◆ **Aim of the exercise**
Translate this sentence from the article on medical imaging into Spanish: "It is believed that the first X-Ray was taken around 1895."

◆ **Extracted text**
Healthcare IT solutions have revolutionised modern healthcare. Take for example medical imaging – every year millions of patients undergo ultrasounds, MRIs and EX-Rays safely. These procedures create images that form the pivotal pillar of diagnosis. Doctors use the images to make decisions about illnesses and diseases of every kind.
Brief History And Definition Of Medical Imaging
In basic terms, medical imaging is the usage of physics application and some biochemistry to get a visual representation of the anatomy and biology of a living thing. It is believed that the first X-Ray was taken around 1895. Since then, we have progressed from blurry pictures that can hardly help medical professionals in making decisions to being capable of calculating the effects of oxygenation in the brain.
At present, the understanding of the diseases that ravage a human body has been increased exponentially because the field of medical imaging has gone a paradigm shift. But not all technological advancements are able to translate to daily clinical practices. We take one such improvement – image analysis technology – and explain how it can be utilised in getting more data from medical images.
What is Image Analysis Technology?
When a computer is employed to study a medical image, it is known as image analysis technology. They are popular because a computer system is not handicapped by the biases of a human such as optical illusions and previous experience. When a computer examines an image, it doesn’t see it as a visual component. The picture is translated to digital information where every pixel of it is equivalent to a biophysical property.
The computer system uses an algorithm or program to find set patterns in the image and then diagnose the condition. The entire procedure is lengthy and not always accurate because the one feature across the picture doesn’t necessarily signify the same disease every time.
Using Machine Learning To Advance Image Analysis
A unique strategy for solving this issue related to medical imaging is machine learning. Machine learning is a kind of artificial intelligence that gives a computer to skill to learn from provided data without being overtly programmed. In other words: A machine is given different types of x-rays and MRIs
- It finds the correct patterns in them
- Then it learns to note the ones that have medical importance
The more data the computer is provided, the better its machine learning algorithm becomes. Fortunately, in the world of healthcare there is no shortage of medical images. Utilising them can make it possible to put into application image analysis at a general level. To further comprehend how machine learning and image analysis are going to transform healthcare practices, let’s take a look at two examples.

◆ **Supplied material**
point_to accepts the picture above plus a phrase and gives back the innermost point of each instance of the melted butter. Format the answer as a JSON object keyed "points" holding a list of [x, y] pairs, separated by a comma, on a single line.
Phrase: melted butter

◆ **Response area**
Se cree que la primera radiografía se tomó alrededor de 1895.